▶ [What is expected]
Reproduce every line of the records below, requests included, offsetting each coordinate in the answer outlines by 78.
==== Data provided ====
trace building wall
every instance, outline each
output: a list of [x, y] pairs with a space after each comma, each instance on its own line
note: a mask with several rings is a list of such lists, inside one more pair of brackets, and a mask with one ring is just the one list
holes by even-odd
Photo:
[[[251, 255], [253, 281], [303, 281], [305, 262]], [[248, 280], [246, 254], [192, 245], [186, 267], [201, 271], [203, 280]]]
====
▶ [Answer to this problem]
trace building wall
every instance, outline each
output: a list of [x, y] pairs with a space after each comma, each instance on its own line
note: a mask with several rings is a list of such lists, inside one more pair of brackets, and a mask with one ring is just the one list
holes by even-odd
Photo:
[[[329, 333], [331, 359], [381, 359], [383, 340]], [[326, 358], [324, 332], [270, 323], [264, 345], [279, 349], [281, 358]]]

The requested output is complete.